From the listing below, pick out and copy each line that contains the string "glass". Case counts.

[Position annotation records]
/---
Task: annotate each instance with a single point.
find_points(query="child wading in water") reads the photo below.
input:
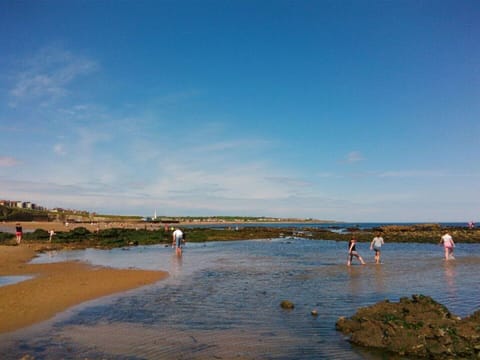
(352, 251)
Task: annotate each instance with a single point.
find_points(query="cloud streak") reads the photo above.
(7, 161)
(47, 74)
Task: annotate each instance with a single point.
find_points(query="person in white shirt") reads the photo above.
(376, 244)
(177, 241)
(448, 245)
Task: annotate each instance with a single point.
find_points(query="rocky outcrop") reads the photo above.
(414, 327)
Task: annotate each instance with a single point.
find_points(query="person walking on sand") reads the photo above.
(448, 245)
(177, 240)
(18, 233)
(376, 244)
(352, 251)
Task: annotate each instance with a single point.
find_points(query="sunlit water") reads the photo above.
(222, 300)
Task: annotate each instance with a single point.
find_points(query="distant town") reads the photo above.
(27, 210)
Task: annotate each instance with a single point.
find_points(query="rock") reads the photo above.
(414, 327)
(286, 304)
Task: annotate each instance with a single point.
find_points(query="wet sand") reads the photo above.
(57, 286)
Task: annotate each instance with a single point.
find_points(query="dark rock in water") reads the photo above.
(414, 327)
(286, 304)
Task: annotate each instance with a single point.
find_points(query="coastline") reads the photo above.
(58, 286)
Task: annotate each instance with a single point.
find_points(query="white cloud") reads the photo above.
(7, 161)
(59, 149)
(353, 157)
(47, 74)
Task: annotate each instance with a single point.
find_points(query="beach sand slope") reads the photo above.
(56, 287)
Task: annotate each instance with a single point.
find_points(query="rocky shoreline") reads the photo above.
(416, 326)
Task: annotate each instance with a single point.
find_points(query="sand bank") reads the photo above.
(57, 286)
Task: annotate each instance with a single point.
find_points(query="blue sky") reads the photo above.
(338, 110)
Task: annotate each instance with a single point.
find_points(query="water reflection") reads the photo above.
(379, 277)
(222, 301)
(450, 274)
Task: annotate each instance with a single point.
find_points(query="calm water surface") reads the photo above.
(222, 300)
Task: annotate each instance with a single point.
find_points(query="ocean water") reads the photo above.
(222, 300)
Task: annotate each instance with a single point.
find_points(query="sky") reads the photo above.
(335, 110)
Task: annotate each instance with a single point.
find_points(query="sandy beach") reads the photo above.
(58, 286)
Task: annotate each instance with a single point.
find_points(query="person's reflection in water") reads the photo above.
(379, 277)
(450, 277)
(175, 265)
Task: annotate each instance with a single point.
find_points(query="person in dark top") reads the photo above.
(18, 233)
(352, 251)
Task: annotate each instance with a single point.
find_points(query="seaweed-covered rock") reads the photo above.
(287, 304)
(417, 327)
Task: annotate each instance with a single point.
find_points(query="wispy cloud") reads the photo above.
(353, 157)
(412, 173)
(47, 74)
(7, 161)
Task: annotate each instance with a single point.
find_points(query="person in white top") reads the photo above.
(376, 244)
(177, 240)
(448, 245)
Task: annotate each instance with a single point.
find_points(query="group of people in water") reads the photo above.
(178, 240)
(446, 240)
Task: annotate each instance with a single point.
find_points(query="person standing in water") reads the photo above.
(18, 233)
(376, 244)
(352, 251)
(448, 245)
(177, 240)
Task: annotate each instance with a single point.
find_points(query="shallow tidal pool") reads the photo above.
(222, 300)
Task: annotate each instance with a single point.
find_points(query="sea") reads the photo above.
(222, 300)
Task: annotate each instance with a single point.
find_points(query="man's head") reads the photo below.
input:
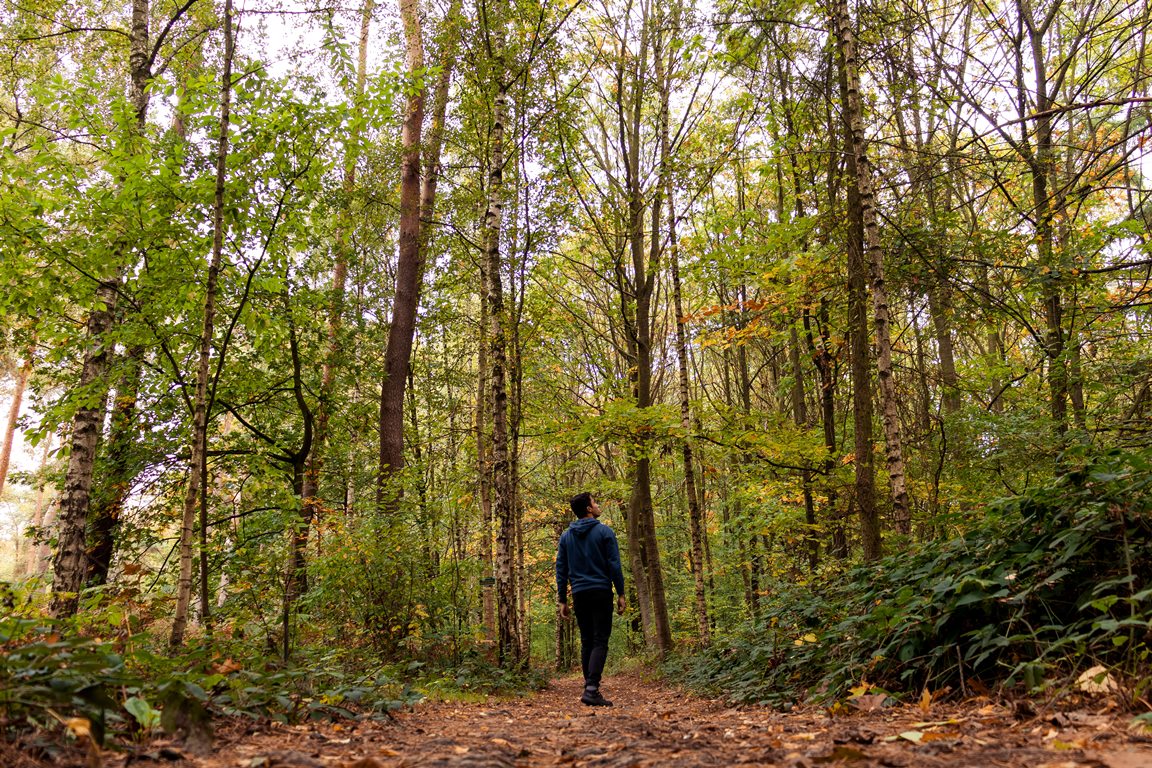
(583, 506)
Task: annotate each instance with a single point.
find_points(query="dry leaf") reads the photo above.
(1096, 679)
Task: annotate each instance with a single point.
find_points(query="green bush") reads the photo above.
(1045, 583)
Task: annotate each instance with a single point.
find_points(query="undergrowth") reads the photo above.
(54, 678)
(1044, 586)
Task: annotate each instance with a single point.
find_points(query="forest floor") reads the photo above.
(652, 724)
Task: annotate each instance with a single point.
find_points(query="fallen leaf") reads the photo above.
(842, 754)
(1096, 679)
(869, 701)
(1124, 759)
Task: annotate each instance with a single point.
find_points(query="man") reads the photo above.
(588, 559)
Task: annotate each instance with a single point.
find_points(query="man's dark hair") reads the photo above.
(580, 503)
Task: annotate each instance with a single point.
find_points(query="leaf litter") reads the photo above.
(656, 725)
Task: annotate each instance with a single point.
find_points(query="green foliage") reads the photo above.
(1050, 580)
(50, 673)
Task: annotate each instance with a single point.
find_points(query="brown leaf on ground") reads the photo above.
(657, 727)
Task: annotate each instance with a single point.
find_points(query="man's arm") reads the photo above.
(562, 571)
(613, 556)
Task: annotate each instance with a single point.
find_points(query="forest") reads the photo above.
(315, 314)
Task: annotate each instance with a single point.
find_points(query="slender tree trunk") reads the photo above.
(409, 273)
(70, 561)
(502, 483)
(108, 502)
(17, 400)
(40, 555)
(697, 531)
(197, 465)
(311, 506)
(880, 309)
(484, 466)
(644, 271)
(857, 311)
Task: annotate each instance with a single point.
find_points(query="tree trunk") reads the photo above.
(70, 561)
(881, 319)
(695, 508)
(197, 465)
(409, 272)
(857, 316)
(502, 483)
(108, 502)
(17, 400)
(311, 504)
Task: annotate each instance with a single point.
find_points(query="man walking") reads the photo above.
(588, 559)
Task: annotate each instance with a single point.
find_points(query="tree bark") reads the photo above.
(311, 504)
(857, 303)
(409, 272)
(108, 502)
(197, 465)
(17, 400)
(502, 502)
(854, 115)
(695, 508)
(70, 561)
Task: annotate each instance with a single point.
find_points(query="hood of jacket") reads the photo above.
(582, 526)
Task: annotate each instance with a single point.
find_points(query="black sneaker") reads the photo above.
(595, 699)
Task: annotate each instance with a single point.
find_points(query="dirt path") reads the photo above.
(656, 725)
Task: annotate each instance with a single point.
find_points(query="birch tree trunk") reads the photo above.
(108, 501)
(311, 504)
(197, 465)
(502, 502)
(70, 561)
(868, 217)
(409, 272)
(17, 400)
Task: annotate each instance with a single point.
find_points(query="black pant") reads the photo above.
(593, 615)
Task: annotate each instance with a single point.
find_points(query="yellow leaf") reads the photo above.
(80, 727)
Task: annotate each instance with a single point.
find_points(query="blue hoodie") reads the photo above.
(589, 559)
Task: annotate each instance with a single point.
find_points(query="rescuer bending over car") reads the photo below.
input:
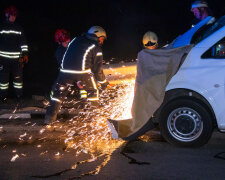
(81, 65)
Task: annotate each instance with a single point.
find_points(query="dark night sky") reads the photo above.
(125, 22)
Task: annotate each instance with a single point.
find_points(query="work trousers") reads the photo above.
(62, 87)
(10, 67)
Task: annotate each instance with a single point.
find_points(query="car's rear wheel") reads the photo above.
(185, 123)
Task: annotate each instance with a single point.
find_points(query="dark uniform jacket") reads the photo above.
(84, 55)
(59, 53)
(12, 41)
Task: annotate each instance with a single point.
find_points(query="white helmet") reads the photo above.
(98, 31)
(150, 39)
(199, 4)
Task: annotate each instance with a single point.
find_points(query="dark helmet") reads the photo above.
(62, 35)
(11, 10)
(199, 4)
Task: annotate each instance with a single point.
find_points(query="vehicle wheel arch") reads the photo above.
(181, 93)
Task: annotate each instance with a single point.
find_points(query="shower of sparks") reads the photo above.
(87, 132)
(14, 157)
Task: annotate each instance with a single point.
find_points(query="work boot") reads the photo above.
(51, 113)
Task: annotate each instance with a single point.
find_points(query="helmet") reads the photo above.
(149, 39)
(98, 31)
(61, 35)
(199, 4)
(11, 10)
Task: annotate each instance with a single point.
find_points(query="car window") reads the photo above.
(207, 30)
(216, 51)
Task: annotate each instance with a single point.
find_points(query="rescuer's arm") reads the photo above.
(98, 70)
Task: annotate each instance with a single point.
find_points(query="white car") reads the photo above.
(195, 97)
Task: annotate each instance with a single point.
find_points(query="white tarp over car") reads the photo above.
(155, 68)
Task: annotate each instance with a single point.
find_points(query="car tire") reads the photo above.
(185, 123)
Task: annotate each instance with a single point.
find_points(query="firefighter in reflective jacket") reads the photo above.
(62, 37)
(82, 62)
(13, 53)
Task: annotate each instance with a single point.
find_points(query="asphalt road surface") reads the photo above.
(25, 153)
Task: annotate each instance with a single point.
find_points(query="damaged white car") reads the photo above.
(194, 104)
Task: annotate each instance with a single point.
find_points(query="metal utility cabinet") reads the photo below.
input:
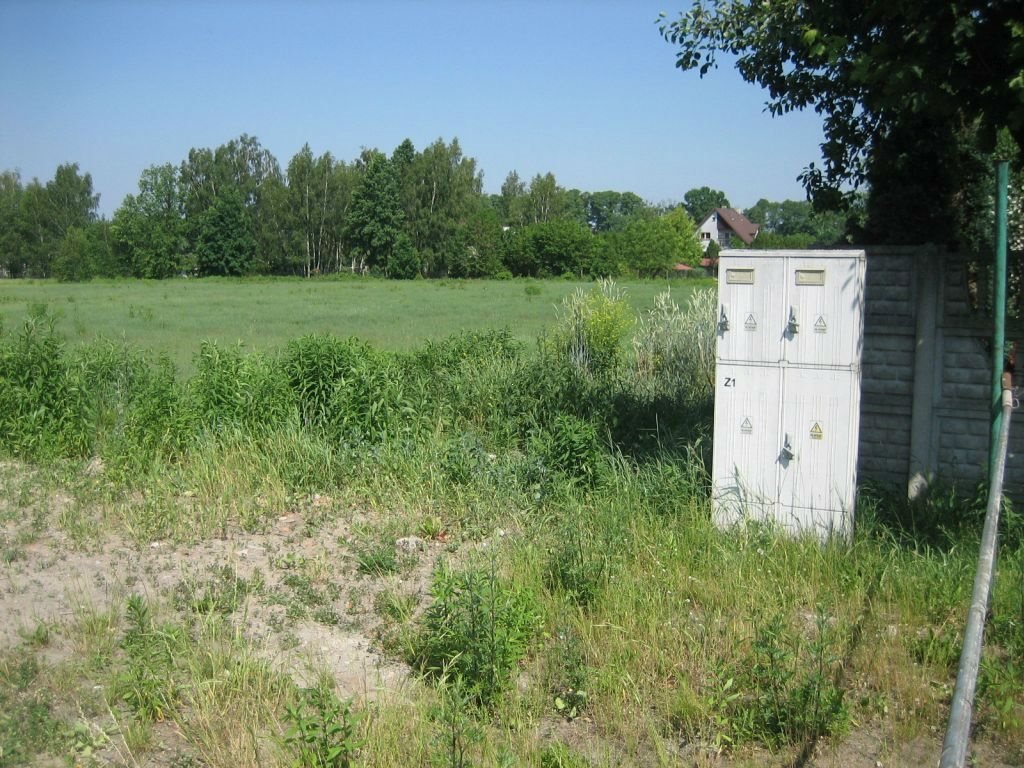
(787, 388)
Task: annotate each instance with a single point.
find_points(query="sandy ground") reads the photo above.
(46, 578)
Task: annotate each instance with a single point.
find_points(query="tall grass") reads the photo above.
(609, 603)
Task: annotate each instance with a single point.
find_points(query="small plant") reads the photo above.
(147, 685)
(457, 717)
(577, 566)
(223, 592)
(394, 605)
(567, 675)
(560, 756)
(477, 630)
(377, 560)
(322, 729)
(793, 695)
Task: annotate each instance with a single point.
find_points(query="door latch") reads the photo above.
(793, 328)
(786, 454)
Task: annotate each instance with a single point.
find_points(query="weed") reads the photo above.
(322, 729)
(395, 606)
(222, 592)
(377, 560)
(147, 684)
(458, 719)
(567, 674)
(560, 756)
(577, 566)
(476, 630)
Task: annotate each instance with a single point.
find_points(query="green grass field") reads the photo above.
(518, 536)
(173, 316)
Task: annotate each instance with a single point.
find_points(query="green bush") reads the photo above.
(476, 631)
(44, 407)
(157, 423)
(315, 366)
(570, 446)
(677, 346)
(591, 328)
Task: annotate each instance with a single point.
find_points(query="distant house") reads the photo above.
(723, 224)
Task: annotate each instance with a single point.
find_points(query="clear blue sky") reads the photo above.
(587, 90)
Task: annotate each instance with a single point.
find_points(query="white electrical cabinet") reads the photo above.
(787, 388)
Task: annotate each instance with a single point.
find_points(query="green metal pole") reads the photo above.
(998, 309)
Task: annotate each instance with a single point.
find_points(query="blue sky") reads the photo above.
(587, 90)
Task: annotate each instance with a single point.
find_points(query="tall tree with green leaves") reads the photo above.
(375, 222)
(225, 245)
(443, 190)
(610, 211)
(11, 247)
(906, 74)
(545, 199)
(511, 204)
(148, 227)
(320, 192)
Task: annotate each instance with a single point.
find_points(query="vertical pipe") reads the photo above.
(954, 745)
(998, 308)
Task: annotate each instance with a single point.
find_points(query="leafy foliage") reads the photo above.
(476, 631)
(863, 72)
(225, 244)
(44, 409)
(322, 729)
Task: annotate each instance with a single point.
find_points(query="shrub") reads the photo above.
(678, 345)
(570, 446)
(44, 408)
(231, 389)
(476, 630)
(315, 366)
(591, 328)
(156, 423)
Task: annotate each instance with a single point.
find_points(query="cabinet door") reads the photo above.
(751, 291)
(747, 424)
(817, 467)
(822, 312)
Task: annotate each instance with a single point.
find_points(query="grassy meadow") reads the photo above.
(172, 316)
(499, 497)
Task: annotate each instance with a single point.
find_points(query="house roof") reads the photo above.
(745, 229)
(742, 226)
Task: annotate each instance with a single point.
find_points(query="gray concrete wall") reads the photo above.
(927, 376)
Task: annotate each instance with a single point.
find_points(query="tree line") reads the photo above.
(232, 210)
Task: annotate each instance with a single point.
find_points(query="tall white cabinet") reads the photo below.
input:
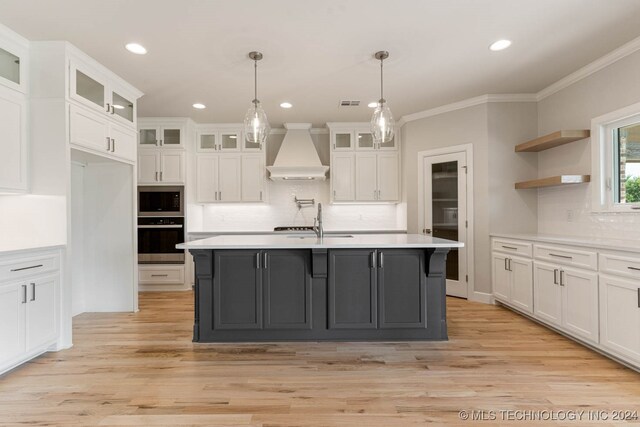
(362, 171)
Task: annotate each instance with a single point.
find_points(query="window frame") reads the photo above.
(603, 159)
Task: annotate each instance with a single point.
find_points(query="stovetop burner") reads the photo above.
(294, 228)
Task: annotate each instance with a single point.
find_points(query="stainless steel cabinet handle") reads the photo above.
(26, 268)
(561, 256)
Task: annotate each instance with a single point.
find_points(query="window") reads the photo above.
(616, 161)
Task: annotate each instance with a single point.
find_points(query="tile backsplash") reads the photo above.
(281, 210)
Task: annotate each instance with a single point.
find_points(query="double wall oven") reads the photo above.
(160, 224)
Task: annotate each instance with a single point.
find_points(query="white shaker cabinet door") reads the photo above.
(388, 177)
(547, 293)
(252, 178)
(206, 179)
(89, 129)
(229, 176)
(172, 167)
(41, 311)
(522, 284)
(501, 277)
(620, 316)
(12, 321)
(342, 177)
(580, 303)
(148, 167)
(366, 177)
(13, 141)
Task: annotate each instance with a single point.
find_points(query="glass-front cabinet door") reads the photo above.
(88, 88)
(122, 107)
(10, 69)
(342, 141)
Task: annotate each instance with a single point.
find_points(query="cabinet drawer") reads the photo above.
(514, 247)
(620, 265)
(16, 268)
(566, 256)
(161, 275)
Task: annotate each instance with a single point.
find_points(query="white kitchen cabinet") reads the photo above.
(253, 178)
(548, 294)
(12, 321)
(29, 301)
(620, 316)
(41, 311)
(366, 177)
(512, 281)
(343, 177)
(160, 167)
(13, 141)
(229, 178)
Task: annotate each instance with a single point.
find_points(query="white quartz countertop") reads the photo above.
(289, 241)
(587, 242)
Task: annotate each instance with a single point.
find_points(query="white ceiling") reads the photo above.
(317, 53)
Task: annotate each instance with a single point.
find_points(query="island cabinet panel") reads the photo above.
(401, 289)
(287, 289)
(352, 289)
(237, 289)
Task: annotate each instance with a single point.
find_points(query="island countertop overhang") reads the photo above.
(289, 241)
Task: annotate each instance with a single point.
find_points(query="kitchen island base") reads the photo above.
(292, 294)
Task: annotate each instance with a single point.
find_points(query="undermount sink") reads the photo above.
(326, 236)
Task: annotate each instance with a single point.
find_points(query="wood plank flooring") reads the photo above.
(143, 370)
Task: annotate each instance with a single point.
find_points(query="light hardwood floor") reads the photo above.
(142, 369)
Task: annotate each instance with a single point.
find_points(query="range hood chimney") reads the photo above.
(297, 158)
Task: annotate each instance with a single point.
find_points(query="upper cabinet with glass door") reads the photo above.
(97, 91)
(13, 64)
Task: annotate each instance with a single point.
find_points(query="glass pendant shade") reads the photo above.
(382, 124)
(256, 125)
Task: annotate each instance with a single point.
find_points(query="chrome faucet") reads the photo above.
(317, 223)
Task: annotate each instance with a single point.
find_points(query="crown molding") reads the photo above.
(466, 103)
(595, 66)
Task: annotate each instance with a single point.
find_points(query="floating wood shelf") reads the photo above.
(553, 181)
(555, 139)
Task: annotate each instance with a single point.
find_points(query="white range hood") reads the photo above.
(297, 158)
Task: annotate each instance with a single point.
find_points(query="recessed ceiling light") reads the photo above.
(136, 48)
(500, 45)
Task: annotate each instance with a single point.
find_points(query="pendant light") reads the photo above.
(382, 123)
(256, 125)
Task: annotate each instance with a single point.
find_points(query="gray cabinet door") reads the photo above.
(401, 288)
(287, 289)
(237, 290)
(352, 289)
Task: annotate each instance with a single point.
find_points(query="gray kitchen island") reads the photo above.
(300, 287)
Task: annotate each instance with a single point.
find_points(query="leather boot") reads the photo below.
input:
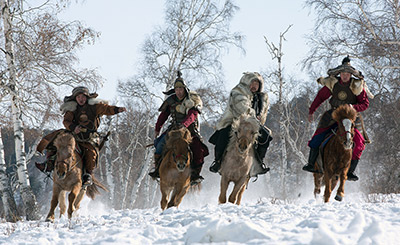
\---
▶ **Completed exercise**:
find_points(query="glass-front cabinet door") reads the photo above.
find_points(query="upper cabinet with glass door") reads the photo above.
find_points(query="glass pendant shade") reads the photo above.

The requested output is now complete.